**WORK INSTRUCTIONS:**
Please tally the lines below that contain the word "wooden" and reply with the total alone.

**SOURCE DATA:**
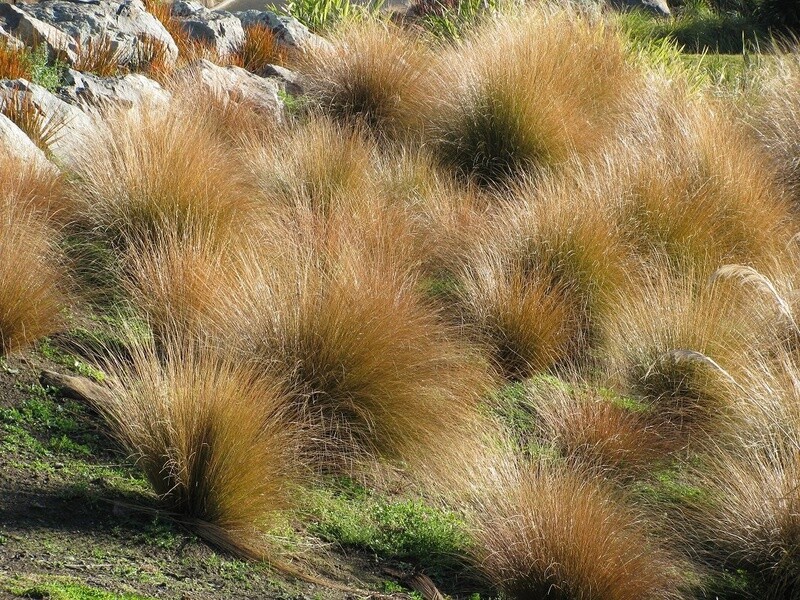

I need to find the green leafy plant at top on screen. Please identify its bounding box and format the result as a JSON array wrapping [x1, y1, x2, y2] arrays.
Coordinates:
[[274, 0, 385, 34], [419, 0, 503, 41]]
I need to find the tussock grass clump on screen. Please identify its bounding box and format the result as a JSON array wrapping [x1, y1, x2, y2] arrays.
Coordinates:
[[233, 24, 286, 74], [430, 7, 635, 186], [96, 334, 301, 559], [244, 117, 378, 215], [71, 100, 260, 248], [614, 88, 793, 272], [749, 52, 800, 205], [457, 176, 631, 378], [72, 34, 123, 77], [1, 92, 65, 152], [233, 241, 494, 475], [687, 354, 800, 598], [526, 378, 669, 478], [0, 39, 31, 81], [0, 158, 66, 355], [602, 271, 762, 437], [301, 21, 436, 140], [467, 463, 689, 600]]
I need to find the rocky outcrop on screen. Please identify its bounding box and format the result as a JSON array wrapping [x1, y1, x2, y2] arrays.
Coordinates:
[[0, 78, 98, 167], [0, 0, 179, 68], [59, 69, 171, 117], [0, 112, 57, 173], [610, 0, 670, 17], [180, 58, 284, 120], [0, 3, 78, 62], [172, 0, 244, 58], [233, 10, 331, 54]]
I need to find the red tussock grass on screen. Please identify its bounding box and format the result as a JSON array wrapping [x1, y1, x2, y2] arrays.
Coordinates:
[[95, 332, 303, 560], [456, 174, 632, 378], [70, 97, 262, 248], [600, 269, 767, 439], [301, 20, 437, 141], [612, 85, 794, 273], [429, 5, 636, 187], [466, 462, 690, 600], [526, 377, 672, 479], [0, 155, 66, 355]]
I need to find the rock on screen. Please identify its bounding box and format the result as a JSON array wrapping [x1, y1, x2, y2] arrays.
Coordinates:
[[172, 0, 244, 58], [0, 112, 57, 174], [0, 78, 98, 167], [59, 69, 171, 117], [609, 0, 670, 17], [1, 0, 179, 68], [232, 10, 331, 55], [0, 3, 78, 62], [180, 58, 284, 120], [259, 64, 302, 95], [0, 24, 24, 52]]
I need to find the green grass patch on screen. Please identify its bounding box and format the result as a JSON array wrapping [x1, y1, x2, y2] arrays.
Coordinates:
[[3, 576, 156, 600], [305, 478, 469, 573]]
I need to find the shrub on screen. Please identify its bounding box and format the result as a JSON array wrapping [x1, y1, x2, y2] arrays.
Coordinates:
[[429, 7, 635, 186], [467, 463, 690, 600], [301, 21, 436, 141], [279, 0, 383, 34], [95, 333, 302, 559]]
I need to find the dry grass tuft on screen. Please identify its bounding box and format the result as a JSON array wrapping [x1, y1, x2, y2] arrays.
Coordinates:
[[1, 92, 66, 152], [0, 39, 31, 81], [244, 117, 378, 215], [95, 332, 302, 559], [601, 270, 764, 438], [301, 20, 436, 140], [429, 6, 635, 186], [70, 98, 262, 248], [526, 378, 671, 478], [457, 175, 631, 377], [467, 462, 689, 600], [0, 155, 66, 355], [748, 52, 800, 206], [72, 34, 123, 77], [612, 86, 793, 273], [233, 24, 286, 74]]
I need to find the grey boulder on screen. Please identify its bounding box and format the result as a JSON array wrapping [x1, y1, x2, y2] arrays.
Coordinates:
[[172, 0, 244, 58], [0, 112, 58, 174], [0, 78, 98, 167], [232, 10, 331, 54], [180, 58, 284, 120], [59, 69, 171, 117], [0, 0, 179, 68]]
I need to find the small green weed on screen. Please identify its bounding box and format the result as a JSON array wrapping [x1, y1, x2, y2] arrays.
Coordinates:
[[38, 338, 106, 382], [27, 45, 66, 92]]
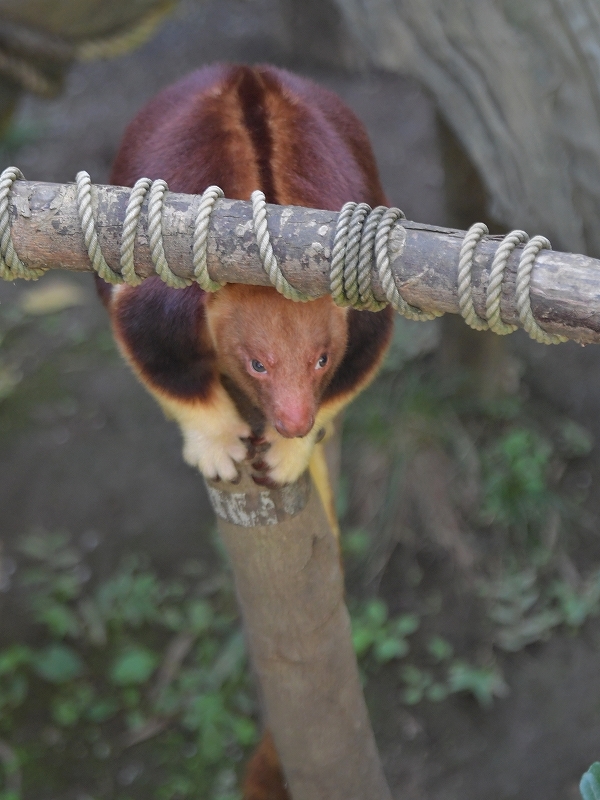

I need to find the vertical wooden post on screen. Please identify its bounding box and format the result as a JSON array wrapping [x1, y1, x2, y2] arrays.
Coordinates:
[[206, 467, 391, 800]]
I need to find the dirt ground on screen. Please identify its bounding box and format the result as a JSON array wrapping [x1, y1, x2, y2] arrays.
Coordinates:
[[1, 1, 600, 798]]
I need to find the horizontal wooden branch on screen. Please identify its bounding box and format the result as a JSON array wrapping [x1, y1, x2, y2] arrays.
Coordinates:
[[7, 178, 600, 343]]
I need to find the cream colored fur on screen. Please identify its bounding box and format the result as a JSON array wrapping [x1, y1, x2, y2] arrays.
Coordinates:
[[159, 385, 251, 482]]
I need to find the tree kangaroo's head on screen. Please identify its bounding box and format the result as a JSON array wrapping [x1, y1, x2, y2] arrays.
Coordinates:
[[207, 284, 348, 437]]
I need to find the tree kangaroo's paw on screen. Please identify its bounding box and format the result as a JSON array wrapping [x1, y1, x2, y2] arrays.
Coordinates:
[[182, 420, 251, 482], [251, 427, 315, 486], [250, 458, 279, 489]]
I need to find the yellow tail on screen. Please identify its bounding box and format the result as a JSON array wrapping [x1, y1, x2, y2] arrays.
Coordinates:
[[309, 441, 340, 539]]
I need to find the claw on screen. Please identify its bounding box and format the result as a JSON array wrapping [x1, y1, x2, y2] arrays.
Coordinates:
[[252, 473, 280, 489], [241, 436, 271, 461], [240, 437, 255, 459], [250, 436, 271, 454]]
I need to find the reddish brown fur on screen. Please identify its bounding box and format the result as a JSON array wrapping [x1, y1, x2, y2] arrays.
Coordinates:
[[109, 64, 393, 418], [110, 64, 385, 208], [206, 285, 348, 437], [242, 731, 290, 800], [102, 63, 395, 798]]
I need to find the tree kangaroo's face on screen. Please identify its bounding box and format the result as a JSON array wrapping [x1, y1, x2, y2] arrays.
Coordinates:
[[207, 285, 348, 437]]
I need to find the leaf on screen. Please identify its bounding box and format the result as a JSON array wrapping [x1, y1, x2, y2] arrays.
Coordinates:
[[125, 710, 146, 731], [20, 280, 86, 315], [552, 577, 600, 628], [122, 687, 141, 707], [341, 529, 371, 559], [581, 763, 600, 800], [232, 716, 257, 747], [374, 637, 409, 663], [392, 614, 420, 637], [364, 599, 388, 628], [52, 697, 82, 727], [50, 573, 83, 602], [401, 665, 427, 686], [426, 683, 449, 702], [18, 531, 72, 562], [496, 610, 562, 651], [351, 627, 375, 657], [0, 645, 32, 675], [78, 598, 107, 646], [187, 600, 213, 634], [0, 674, 28, 711], [161, 606, 184, 630], [96, 571, 164, 627], [33, 644, 84, 683], [483, 570, 537, 602], [447, 661, 509, 708], [427, 636, 453, 661], [86, 697, 119, 723], [110, 646, 158, 686], [39, 603, 80, 638], [559, 420, 593, 458]]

**PROBLEM SOLUTION:**
2